**THE PROBLEM**. Can you pull every line out of the data below and reproduce each one unchanged?

Bounding box annotation data:
'''
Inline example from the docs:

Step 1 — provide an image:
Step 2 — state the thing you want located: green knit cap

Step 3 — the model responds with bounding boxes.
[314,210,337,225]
'''
**WRITTEN SOLUTION**.
Inline example from the docs:

Step 1 — provide an image:
Step 2 — state the thing you want located: green knit cap

Step 3 — the model responds with bounding boxes.
[314,210,337,225]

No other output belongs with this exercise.